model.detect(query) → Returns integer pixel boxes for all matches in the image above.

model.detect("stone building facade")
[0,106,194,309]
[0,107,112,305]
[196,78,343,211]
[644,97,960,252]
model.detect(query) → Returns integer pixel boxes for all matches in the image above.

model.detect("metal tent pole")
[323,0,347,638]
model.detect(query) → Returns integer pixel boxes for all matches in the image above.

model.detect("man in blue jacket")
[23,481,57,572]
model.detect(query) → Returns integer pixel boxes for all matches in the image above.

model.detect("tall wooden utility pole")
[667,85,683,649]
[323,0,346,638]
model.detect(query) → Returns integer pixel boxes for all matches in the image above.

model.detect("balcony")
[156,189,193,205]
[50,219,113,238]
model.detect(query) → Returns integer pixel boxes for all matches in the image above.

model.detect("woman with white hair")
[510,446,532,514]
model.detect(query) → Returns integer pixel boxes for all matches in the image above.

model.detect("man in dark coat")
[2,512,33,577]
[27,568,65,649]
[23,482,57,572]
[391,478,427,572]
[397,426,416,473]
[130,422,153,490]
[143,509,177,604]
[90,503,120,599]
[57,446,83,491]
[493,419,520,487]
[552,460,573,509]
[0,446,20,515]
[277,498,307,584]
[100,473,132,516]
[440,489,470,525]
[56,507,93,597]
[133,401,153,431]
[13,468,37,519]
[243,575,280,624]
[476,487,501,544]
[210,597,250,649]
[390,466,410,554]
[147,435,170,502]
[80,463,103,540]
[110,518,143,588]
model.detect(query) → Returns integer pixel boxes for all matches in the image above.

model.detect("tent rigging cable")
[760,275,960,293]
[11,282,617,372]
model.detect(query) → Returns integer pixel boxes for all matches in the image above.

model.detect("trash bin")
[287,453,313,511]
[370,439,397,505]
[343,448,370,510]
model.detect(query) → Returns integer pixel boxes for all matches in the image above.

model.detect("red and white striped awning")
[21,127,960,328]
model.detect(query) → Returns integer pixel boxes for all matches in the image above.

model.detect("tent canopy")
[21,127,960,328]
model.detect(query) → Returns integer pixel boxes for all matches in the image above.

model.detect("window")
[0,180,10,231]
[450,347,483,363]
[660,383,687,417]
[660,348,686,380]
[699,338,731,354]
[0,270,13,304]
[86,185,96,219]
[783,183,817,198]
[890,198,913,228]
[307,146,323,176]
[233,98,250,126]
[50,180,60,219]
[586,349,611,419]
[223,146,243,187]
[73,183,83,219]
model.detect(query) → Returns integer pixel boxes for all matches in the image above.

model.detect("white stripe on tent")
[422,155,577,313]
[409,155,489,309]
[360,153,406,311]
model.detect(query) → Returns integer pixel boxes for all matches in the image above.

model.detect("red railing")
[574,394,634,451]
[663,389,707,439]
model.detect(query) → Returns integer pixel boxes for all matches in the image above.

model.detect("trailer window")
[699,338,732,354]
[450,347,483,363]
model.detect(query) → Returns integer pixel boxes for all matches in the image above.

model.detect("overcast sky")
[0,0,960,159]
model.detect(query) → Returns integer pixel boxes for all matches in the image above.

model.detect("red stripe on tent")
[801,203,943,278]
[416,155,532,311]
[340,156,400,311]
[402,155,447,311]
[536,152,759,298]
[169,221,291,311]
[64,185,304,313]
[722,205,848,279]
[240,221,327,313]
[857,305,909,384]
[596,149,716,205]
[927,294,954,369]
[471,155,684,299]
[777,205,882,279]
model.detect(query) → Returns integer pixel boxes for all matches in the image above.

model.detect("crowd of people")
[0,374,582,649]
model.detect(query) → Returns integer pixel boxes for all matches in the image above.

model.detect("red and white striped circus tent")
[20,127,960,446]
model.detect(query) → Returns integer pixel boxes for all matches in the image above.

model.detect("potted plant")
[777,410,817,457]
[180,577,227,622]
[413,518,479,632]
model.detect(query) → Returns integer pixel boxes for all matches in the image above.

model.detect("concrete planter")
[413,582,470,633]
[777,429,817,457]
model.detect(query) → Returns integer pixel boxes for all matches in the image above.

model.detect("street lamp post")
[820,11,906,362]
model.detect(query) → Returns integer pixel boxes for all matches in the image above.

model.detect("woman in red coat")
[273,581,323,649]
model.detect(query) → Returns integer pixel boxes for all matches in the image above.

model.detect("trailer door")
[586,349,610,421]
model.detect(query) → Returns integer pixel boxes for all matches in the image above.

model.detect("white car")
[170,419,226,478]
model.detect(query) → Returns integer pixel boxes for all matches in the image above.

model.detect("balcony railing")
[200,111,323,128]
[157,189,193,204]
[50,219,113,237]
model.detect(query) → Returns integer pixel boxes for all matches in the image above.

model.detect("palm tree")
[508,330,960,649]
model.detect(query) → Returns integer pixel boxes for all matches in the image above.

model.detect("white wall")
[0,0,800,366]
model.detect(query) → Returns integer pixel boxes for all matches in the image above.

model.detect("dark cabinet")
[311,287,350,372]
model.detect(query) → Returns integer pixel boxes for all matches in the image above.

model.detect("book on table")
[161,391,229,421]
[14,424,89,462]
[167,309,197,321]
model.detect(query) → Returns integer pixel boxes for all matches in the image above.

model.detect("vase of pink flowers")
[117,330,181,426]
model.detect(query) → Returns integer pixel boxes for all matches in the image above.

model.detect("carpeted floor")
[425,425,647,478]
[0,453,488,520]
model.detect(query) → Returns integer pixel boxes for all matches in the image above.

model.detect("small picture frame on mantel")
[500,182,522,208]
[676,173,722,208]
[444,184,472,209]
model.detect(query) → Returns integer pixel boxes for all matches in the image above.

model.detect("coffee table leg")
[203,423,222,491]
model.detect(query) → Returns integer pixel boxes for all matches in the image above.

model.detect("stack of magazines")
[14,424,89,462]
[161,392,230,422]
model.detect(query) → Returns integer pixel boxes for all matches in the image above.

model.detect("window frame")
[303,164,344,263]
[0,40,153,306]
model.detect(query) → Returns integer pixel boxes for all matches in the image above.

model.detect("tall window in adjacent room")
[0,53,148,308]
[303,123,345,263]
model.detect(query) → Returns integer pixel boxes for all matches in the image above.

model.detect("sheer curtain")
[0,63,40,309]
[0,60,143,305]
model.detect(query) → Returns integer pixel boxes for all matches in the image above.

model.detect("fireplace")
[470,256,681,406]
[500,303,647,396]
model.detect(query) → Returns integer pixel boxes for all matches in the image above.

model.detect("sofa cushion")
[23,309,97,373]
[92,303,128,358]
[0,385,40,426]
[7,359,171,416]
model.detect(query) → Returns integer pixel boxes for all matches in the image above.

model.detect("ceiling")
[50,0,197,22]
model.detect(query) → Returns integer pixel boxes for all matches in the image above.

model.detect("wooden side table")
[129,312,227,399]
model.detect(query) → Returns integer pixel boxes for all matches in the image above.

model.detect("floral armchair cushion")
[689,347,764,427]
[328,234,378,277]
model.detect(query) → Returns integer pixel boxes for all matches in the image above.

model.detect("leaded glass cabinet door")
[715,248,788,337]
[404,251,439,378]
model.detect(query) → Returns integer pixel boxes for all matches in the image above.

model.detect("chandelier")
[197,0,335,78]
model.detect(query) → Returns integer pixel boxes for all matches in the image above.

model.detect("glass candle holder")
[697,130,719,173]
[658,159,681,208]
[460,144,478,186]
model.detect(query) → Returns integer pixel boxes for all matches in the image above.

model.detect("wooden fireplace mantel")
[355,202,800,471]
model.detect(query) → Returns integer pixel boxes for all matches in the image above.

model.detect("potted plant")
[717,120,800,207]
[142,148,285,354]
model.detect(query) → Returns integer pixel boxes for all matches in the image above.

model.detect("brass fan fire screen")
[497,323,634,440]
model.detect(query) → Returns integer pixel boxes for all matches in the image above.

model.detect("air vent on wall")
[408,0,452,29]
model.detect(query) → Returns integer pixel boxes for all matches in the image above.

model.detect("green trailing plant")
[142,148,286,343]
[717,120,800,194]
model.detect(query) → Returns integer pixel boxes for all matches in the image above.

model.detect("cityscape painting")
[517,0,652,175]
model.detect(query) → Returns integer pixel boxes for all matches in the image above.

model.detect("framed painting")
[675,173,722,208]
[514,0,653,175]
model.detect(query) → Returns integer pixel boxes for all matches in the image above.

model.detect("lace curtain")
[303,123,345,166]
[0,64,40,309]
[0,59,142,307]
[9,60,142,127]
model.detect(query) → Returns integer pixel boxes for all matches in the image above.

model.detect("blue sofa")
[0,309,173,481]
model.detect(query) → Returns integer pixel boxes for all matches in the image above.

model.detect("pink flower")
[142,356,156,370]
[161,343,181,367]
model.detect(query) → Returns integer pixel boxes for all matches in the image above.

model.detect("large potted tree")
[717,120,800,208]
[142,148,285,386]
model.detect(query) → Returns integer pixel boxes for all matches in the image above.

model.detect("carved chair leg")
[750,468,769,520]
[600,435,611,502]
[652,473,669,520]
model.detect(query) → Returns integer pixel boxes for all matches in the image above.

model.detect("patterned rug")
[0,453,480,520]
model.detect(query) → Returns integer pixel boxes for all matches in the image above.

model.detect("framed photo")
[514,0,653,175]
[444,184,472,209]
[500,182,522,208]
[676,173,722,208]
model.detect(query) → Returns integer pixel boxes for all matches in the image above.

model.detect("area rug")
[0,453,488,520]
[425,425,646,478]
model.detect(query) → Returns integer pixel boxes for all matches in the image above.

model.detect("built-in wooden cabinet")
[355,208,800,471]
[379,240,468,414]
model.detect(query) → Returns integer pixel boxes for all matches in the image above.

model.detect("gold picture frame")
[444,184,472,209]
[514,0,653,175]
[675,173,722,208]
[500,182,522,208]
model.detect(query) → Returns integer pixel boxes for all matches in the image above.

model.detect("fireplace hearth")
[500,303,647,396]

=======

Reproduce the lines above, from the very first line through the line that contains "[323,0,346,638]", including both of those lines.

Result below ->
model.detect(query) → Returns integer pixel boxes for all matches in the image above.

model.detect("stone building facade")
[0,106,194,309]
[0,107,112,305]
[196,78,343,211]
[644,97,960,252]
model.detect(query) → Returns integer pixel boxes for all matches in the image above.

model.detect("metal tent pole")
[323,0,347,638]
model.detect(query) → Returns integer pixel boxes for all matches in the image above.

model.detect("man in blue jacket")
[23,481,57,572]
model.detect(query) → Returns integer pixel boxes for all matches in the image above.

model.detect("tall wooden utility pole")
[667,85,683,649]
[323,0,346,638]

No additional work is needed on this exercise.